Written request: Lay out every line of the entries below as a Markdown table with two columns, "No." for the row number and "Text" for the line. Skip blank lines and leave the pictures out.
-- start The input --
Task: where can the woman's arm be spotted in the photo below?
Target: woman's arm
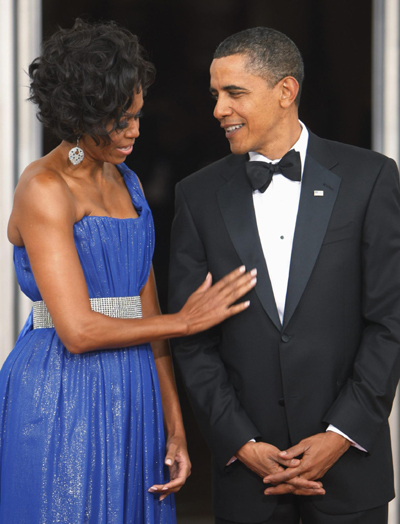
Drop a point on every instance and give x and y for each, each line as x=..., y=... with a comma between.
x=44, y=215
x=177, y=457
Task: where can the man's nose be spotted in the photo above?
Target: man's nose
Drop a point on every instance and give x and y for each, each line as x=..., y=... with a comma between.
x=222, y=108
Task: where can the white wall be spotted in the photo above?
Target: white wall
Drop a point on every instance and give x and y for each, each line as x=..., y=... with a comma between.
x=386, y=139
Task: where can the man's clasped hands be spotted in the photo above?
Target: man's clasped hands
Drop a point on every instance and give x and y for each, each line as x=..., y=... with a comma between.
x=297, y=469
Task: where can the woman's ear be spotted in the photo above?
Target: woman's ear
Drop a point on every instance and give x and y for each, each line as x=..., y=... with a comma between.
x=289, y=90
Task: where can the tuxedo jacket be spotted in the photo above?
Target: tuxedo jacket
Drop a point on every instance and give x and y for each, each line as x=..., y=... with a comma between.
x=335, y=360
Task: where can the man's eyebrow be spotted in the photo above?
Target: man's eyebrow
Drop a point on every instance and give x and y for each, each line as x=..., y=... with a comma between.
x=230, y=88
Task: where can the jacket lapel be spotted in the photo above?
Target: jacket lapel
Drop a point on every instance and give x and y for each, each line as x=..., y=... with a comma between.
x=236, y=202
x=312, y=221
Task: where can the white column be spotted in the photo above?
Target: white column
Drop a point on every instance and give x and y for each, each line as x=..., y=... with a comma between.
x=20, y=143
x=29, y=132
x=7, y=166
x=386, y=140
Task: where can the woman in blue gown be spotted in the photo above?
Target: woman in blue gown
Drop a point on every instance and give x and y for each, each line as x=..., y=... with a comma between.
x=84, y=393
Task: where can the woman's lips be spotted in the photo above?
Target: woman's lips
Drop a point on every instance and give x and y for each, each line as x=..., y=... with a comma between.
x=125, y=150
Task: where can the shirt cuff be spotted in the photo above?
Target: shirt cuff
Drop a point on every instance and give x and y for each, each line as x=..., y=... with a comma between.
x=354, y=444
x=234, y=458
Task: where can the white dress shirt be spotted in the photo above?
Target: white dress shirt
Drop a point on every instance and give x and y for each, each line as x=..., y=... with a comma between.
x=276, y=213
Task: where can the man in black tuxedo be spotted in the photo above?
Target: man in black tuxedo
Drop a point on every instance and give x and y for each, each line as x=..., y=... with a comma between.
x=294, y=394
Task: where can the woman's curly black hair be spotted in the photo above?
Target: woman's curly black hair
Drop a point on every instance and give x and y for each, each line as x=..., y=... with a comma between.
x=86, y=78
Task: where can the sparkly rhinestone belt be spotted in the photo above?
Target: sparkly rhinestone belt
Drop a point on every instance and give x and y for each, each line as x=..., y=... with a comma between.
x=116, y=307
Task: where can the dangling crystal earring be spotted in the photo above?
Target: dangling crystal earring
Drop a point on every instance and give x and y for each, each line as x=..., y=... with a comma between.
x=76, y=154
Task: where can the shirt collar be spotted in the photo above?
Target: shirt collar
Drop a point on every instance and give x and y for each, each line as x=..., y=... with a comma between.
x=300, y=146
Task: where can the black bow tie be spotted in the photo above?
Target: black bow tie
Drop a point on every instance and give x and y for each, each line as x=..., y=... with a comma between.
x=261, y=173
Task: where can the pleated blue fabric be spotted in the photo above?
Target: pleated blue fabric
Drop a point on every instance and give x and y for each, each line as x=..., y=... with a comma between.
x=81, y=436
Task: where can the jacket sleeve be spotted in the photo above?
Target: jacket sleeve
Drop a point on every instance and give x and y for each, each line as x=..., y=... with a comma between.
x=222, y=419
x=364, y=403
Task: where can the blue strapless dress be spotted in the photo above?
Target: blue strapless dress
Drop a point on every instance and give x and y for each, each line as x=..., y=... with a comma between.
x=81, y=436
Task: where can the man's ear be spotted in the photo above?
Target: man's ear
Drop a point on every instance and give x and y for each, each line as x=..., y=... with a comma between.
x=289, y=87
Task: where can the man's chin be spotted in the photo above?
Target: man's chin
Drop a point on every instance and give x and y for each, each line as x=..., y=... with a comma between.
x=237, y=149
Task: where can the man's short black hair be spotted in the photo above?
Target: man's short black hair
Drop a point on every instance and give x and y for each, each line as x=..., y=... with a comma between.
x=270, y=54
x=85, y=80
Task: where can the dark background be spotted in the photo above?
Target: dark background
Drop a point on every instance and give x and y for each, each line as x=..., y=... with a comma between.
x=178, y=132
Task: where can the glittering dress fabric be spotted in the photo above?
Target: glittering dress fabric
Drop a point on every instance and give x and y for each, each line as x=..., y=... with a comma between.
x=81, y=436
-- end The input --
Reply to the exercise:
| No. | Text |
|---|---|
| 1 | Task: where can the woman's arm be spotted in the photo below? |
| 2 | Target: woman's arm |
| 3 | Drop a point on every instance and give x and y for each, each line as x=..., y=... with a comma between. |
| 4 | x=44, y=215 |
| 5 | x=177, y=457 |
| 6 | Task: where can the man's nose be spotted in the photo above? |
| 7 | Target: man's nose |
| 8 | Drop a point on every instance and give x and y for each, each line as x=..., y=... with a comma between. |
| 9 | x=222, y=108 |
| 10 | Task: where can the white wall be spotted in the photo above? |
| 11 | Target: white wall |
| 12 | Drop a point on every instance and give x and y for each, each line as x=..., y=... with a comma between. |
| 13 | x=386, y=139 |
| 14 | Task: where can the man's clasped hands be spotted in the photo above? |
| 15 | Target: man's clasped hands |
| 16 | Drop a point on every instance and give x and y for each, each line as x=..., y=... with a comma between. |
| 17 | x=297, y=469 |
| 18 | Task: where can the woman's ear be spotted in the photo above? |
| 19 | Target: woman's ear |
| 20 | Drop a point on every instance and give x and y for each, each line as x=..., y=... with a comma between. |
| 21 | x=289, y=90 |
| 22 | Task: where can the tuxedo jacket be spotted in the photo above? |
| 23 | Target: tuxedo jacket |
| 24 | Drop a point on every instance and give x and y for each, each line as x=..., y=... with a comma between. |
| 25 | x=335, y=360 |
| 26 | Task: where can the man's eyebrow be spotted in the photo above? |
| 27 | Target: man's eyebrow |
| 28 | Drop a point on every instance and give x and y for each, each line as x=..., y=... with a comma between. |
| 29 | x=230, y=88 |
| 30 | Task: where can the jacket lapel be spotted in the photo above? |
| 31 | Target: jacket lapel |
| 32 | Drop a point on every instance and give x and y for each, each line as x=..., y=... with a comma between. |
| 33 | x=236, y=202 |
| 34 | x=312, y=221 |
| 35 | Task: where can the white column be spotted in the photo above? |
| 36 | Target: white column |
| 37 | Drop a point on every instance and give x and y for each, each line as x=..., y=... with a comma between. |
| 38 | x=20, y=143 |
| 39 | x=29, y=132 |
| 40 | x=7, y=166 |
| 41 | x=386, y=140 |
| 42 | Task: where can the woman in blue gown be spotted in the photo above? |
| 43 | Target: woman in blue gown |
| 44 | Drop a point on every instance and give x and y for each, each line as x=..., y=... with a comma between. |
| 45 | x=84, y=393 |
| 46 | Task: where can the woman's lips be spotted in the photo above? |
| 47 | Target: woman's lips |
| 48 | Drop a point on every instance and give x and y for each, each line as x=..., y=... with a comma between. |
| 49 | x=125, y=150 |
| 50 | Task: where can the shirt cuff be spotted in the photo above? |
| 51 | Target: shirt cuff |
| 52 | Drop a point on every instance and give x and y for each, each line as x=..., y=... with a comma between. |
| 53 | x=354, y=444 |
| 54 | x=234, y=458 |
| 55 | Task: where can the white dress shirt be spotted in the photo above? |
| 56 | Target: white dress shirt |
| 57 | Drop a point on every instance and give x and y for each, each line as x=..., y=... with a comma between. |
| 58 | x=276, y=213 |
| 59 | Task: where can the man in black tuxedo be spotted in the photo above? |
| 60 | Target: man in black tuxedo |
| 61 | Drop a point on every instance and give x and y for each, each line as x=..., y=... with a comma between. |
| 62 | x=294, y=394 |
| 63 | Task: where can the woman's curly black hair be spotted in the photo above? |
| 64 | Target: woman's curly black hair |
| 65 | Drop a point on every instance and give x and y for each, each line as x=..., y=... with a comma between. |
| 66 | x=86, y=78 |
| 67 | Task: where can the sparkly rhinestone belt be spotted in the photo above? |
| 68 | Target: sparkly rhinestone belt |
| 69 | Drop a point on every instance and give x and y for each, each line as x=..., y=... with a comma between. |
| 70 | x=116, y=307 |
| 71 | Task: where can the dangling crystal earring be spotted in the photo above? |
| 72 | Target: dangling crystal earring |
| 73 | Drop a point on every instance and give x and y for each, each line as x=..., y=... with a comma between. |
| 74 | x=76, y=154 |
| 75 | Task: where can the shirt collar be spotted in the photo above? |
| 76 | Target: shirt collar |
| 77 | Drop a point on every instance and give x and y for each, each line as x=..., y=... with a comma between. |
| 78 | x=300, y=146 |
| 79 | Task: where can the black bow tie be spotted in the photo above? |
| 80 | Target: black bow tie |
| 81 | Drop a point on every instance and give x and y for each, each line as x=..., y=... with a comma between. |
| 82 | x=261, y=173 |
| 83 | Task: where can the pleated blue fabric be spotted in the photo above? |
| 84 | Target: pleated blue fabric |
| 85 | Drop a point on every instance and give x and y for each, each line as x=..., y=... with a comma between. |
| 86 | x=81, y=436 |
| 87 | Task: where can the jacket sleeve be spotted in the photo above? |
| 88 | Target: jacket sleeve |
| 89 | Drop a point on every instance and give x and y for each, each line as x=..., y=... with a comma between. |
| 90 | x=222, y=419 |
| 91 | x=364, y=403 |
| 92 | Task: where can the blue strapless dress be spotted in the photo above? |
| 93 | Target: blue strapless dress |
| 94 | Drop a point on every instance and give x and y for each, each line as x=..., y=... with a comma between. |
| 95 | x=81, y=436 |
| 96 | Task: where can the man's ear be spotted in the photo above? |
| 97 | Target: man's ear |
| 98 | Drop a point on every instance and give x and y for each, each line as x=..., y=... with a comma between. |
| 99 | x=289, y=87 |
| 100 | Task: where can the man's chin be spotted in the photo above? |
| 101 | Target: man's chin |
| 102 | Drop a point on every instance and give x and y for each, each line as x=..., y=... with a comma between. |
| 103 | x=237, y=149 |
| 104 | Task: where can the man's short black hair be spotted in the photo above? |
| 105 | Target: man's short black hair |
| 106 | Drop a point on every instance and give x and y for each, each line as x=..., y=... with a comma between. |
| 107 | x=270, y=54 |
| 108 | x=85, y=80 |
| 109 | Task: where can the dark background be spotted in the photo above? |
| 110 | Target: dark background |
| 111 | Drop a point on every instance and give x and y for each, each line as x=..., y=... with a comma between. |
| 112 | x=178, y=132 |
| 113 | Task: where can the glittering dress fabric be spotted in the photo above? |
| 114 | Target: glittering dress fabric |
| 115 | Drop a point on every instance and give x and y for each, each line as x=..., y=... with a comma between. |
| 116 | x=81, y=436 |